• **Listing**:
────────────────────
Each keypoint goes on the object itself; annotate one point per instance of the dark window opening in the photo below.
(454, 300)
────────────────────
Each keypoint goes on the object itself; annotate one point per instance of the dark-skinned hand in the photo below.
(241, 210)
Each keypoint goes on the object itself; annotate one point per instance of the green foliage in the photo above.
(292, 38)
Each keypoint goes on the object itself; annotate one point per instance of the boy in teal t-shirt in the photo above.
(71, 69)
────────────────────
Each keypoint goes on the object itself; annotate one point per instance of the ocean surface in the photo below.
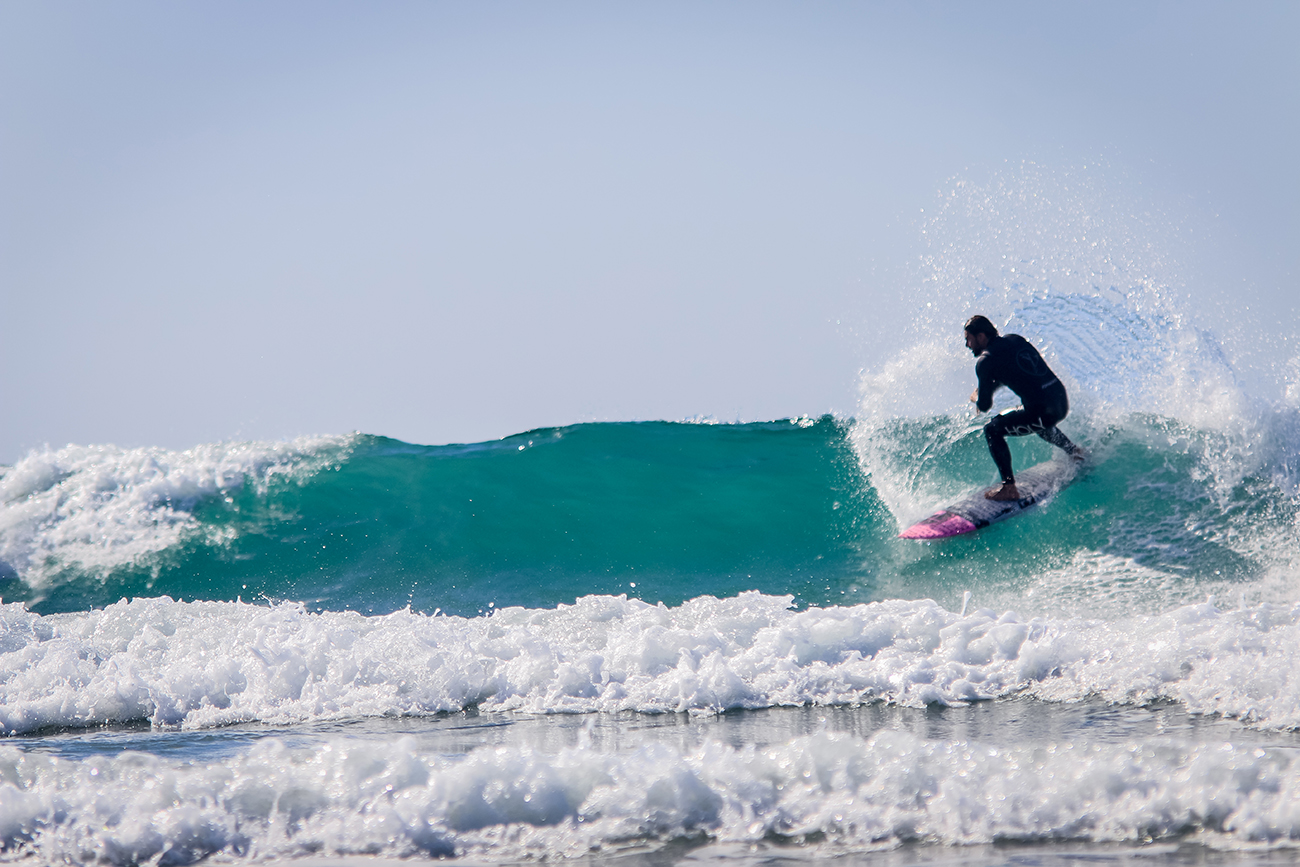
────────────────────
Extract every line in the rows above that contains the string "keypoint". Matches are case-sensitive.

Each keypoint goes on the object itself; annotate one point per instance of the dark window opening in the photo below.
Each keypoint goes on the object itself; annotate one point per instance of the dark-skinned hand in the photo below.
Each keypoint goes on the object itself; annotate one point per instance of the green foliage in the photo above.
Each keypoint goes on the object itself; annotate one point per instance of the boy in teal t-shirt in the photo above.
Each keypoint goes on the object itself; annotate one point per instance of the ocean surface in the photo below.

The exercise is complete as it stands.